*REQUIREMENTS:* Reproduce, without any change, the lines from the one containing "green agricultural machine" through the last line of the records, with both ends included.
**** AVAILABLE RECORDS
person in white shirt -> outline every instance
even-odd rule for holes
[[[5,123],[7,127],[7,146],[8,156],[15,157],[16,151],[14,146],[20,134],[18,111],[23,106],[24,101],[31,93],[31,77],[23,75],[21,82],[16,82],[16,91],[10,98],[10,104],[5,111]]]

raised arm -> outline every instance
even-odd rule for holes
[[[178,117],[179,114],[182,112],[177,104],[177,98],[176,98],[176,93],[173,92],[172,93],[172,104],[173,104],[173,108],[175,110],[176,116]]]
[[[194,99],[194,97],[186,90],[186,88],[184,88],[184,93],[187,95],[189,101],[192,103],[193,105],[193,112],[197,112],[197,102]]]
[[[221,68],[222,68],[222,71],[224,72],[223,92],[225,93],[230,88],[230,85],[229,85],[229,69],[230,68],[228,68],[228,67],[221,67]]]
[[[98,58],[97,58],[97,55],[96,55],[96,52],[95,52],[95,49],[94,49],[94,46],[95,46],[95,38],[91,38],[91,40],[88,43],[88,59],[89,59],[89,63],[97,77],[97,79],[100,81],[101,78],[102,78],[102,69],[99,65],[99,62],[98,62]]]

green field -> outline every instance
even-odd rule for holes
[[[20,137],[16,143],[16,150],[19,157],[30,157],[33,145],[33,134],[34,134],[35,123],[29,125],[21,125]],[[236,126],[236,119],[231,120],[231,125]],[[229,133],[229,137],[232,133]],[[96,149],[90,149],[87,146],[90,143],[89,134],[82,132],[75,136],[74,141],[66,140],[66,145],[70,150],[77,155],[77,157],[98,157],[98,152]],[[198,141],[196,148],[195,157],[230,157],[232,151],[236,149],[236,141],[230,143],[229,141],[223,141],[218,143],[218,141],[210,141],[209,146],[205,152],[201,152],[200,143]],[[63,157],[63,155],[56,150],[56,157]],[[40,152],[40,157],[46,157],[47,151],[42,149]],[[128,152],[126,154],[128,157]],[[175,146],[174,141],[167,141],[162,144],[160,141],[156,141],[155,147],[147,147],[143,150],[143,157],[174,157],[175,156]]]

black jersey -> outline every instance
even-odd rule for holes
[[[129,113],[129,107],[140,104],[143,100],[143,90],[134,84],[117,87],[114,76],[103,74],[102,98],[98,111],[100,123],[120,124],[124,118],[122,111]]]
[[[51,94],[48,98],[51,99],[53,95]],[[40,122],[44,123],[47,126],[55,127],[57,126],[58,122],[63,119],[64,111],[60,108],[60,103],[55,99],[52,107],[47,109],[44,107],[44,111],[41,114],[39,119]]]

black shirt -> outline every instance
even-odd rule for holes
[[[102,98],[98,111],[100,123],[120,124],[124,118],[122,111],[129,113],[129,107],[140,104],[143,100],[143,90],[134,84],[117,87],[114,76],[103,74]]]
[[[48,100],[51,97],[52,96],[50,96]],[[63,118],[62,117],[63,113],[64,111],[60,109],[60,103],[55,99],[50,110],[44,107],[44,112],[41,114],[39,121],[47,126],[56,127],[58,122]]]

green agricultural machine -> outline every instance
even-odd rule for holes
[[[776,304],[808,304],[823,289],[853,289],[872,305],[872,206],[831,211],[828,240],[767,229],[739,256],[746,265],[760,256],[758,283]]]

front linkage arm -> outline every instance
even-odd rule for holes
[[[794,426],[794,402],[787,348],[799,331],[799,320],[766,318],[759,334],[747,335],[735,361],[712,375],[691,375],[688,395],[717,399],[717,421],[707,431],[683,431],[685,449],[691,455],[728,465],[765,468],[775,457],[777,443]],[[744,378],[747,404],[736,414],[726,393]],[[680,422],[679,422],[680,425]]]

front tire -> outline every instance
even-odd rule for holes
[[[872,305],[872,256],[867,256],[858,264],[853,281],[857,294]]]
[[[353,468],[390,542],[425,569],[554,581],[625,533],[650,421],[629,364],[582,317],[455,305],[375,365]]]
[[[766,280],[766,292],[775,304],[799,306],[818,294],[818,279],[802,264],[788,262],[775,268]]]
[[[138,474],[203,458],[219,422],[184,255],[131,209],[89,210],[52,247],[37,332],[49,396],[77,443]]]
********
*SOLUTION TO THIS PROBLEM:*
green agricultural machine -> outline every instance
even-odd rule for holes
[[[776,304],[808,304],[823,289],[853,289],[872,305],[872,206],[831,211],[828,240],[767,229],[739,256],[746,265],[760,256],[758,283]]]

front linkage arm -> outline every instance
even-odd rule for holes
[[[794,426],[794,402],[787,348],[799,331],[799,320],[766,318],[759,334],[747,335],[735,361],[712,375],[691,375],[688,395],[717,399],[717,421],[707,431],[683,431],[685,449],[691,455],[728,465],[765,468],[775,457],[777,443]],[[744,378],[747,404],[736,414],[726,393]],[[680,422],[679,422],[680,425]]]

front tire -> outline every instance
even-odd rule for holes
[[[872,305],[872,256],[867,256],[858,264],[853,281],[857,294]]]
[[[353,468],[390,542],[425,569],[554,581],[625,533],[650,421],[629,364],[582,317],[455,305],[375,365]]]
[[[766,280],[766,292],[775,304],[799,306],[818,294],[818,279],[802,264],[788,262],[775,268]]]
[[[138,474],[203,458],[219,422],[184,255],[131,209],[89,210],[52,247],[37,332],[49,396],[77,443]]]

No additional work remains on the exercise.